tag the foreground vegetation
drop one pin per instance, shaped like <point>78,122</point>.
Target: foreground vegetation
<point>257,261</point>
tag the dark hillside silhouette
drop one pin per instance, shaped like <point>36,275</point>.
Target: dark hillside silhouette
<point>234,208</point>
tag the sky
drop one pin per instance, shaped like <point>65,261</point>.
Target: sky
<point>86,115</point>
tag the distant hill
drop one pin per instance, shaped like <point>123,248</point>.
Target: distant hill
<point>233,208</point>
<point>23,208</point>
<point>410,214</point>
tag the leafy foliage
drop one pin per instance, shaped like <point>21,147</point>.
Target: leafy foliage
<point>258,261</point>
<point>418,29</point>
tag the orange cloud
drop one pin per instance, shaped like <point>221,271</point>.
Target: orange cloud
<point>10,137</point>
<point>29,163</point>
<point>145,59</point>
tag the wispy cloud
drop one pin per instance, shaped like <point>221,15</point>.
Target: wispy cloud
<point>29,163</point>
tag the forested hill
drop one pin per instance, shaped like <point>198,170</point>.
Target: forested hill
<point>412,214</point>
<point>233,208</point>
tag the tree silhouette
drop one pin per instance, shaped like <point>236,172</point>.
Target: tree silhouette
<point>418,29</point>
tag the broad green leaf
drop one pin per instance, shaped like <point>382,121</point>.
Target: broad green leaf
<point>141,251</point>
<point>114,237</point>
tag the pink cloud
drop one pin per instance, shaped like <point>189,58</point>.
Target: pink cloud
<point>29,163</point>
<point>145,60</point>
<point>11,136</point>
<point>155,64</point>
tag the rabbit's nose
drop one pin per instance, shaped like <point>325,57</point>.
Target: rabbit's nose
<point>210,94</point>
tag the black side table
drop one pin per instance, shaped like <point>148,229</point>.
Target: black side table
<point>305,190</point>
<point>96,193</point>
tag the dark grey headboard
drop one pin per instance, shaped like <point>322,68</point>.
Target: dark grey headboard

##########

**EXERCISE DETAILS**
Please format every line of the rows above as a JSON list of strings, with one string per line and blank lines left out.

**THE RESULT**
[
  "tag the foreground vegetation",
  "drop one pin per instance, shaped like <point>78,122</point>.",
  "Target: foreground vegetation",
  "<point>257,261</point>",
  "tag the dark hillside silhouette",
  "drop one pin per instance, shaped like <point>36,275</point>.",
  "Target: dark hillside silhouette",
  "<point>234,208</point>",
  "tag the sky",
  "drop one pin per instance, shaped like <point>65,261</point>.",
  "Target: sky",
  "<point>86,115</point>",
  "tag the distant hill",
  "drop one pin per instance, shaped like <point>123,248</point>.",
  "Target: distant hill",
  "<point>233,208</point>",
  "<point>23,208</point>",
  "<point>410,214</point>",
  "tag the leafy foliage",
  "drop one pin per instance, shaped like <point>21,147</point>.",
  "Target: leafy foliage",
  "<point>258,261</point>",
  "<point>418,29</point>",
  "tag the orange cloud",
  "drop one pin per instance, shaped like <point>221,271</point>.",
  "Target: orange cloud",
  "<point>10,137</point>",
  "<point>29,163</point>",
  "<point>145,59</point>",
  "tag the wispy cloud",
  "drop one pin per instance, shaped like <point>221,15</point>.",
  "Target: wispy cloud",
  "<point>29,163</point>",
  "tag the forested hill",
  "drop one pin per instance, shaped like <point>198,170</point>.",
  "Target: forested hill",
  "<point>412,214</point>",
  "<point>233,208</point>",
  "tag the tree silhouette",
  "drop one pin per instance, shaped like <point>236,172</point>.",
  "Target: tree silhouette",
  "<point>418,29</point>",
  "tag the broad green leaf",
  "drop one pin per instance, shaped like <point>382,121</point>.",
  "Target: broad green leaf",
  "<point>141,251</point>",
  "<point>114,237</point>",
  "tag the pink cloud",
  "drop one pin per instance, shaped like <point>189,58</point>.",
  "Target: pink cloud",
  "<point>29,163</point>",
  "<point>145,60</point>",
  "<point>11,136</point>",
  "<point>155,64</point>",
  "tag the rabbit's nose",
  "drop one pin per instance, shaped like <point>325,57</point>.",
  "Target: rabbit's nose",
  "<point>210,94</point>",
  "tag the black side table",
  "drop one pin per instance, shaped like <point>148,229</point>.",
  "Target: black side table",
  "<point>305,190</point>",
  "<point>96,193</point>",
  "tag the dark grey headboard",
  "drop one pin per instance, shaped like <point>322,68</point>.",
  "Target: dark grey headboard"
]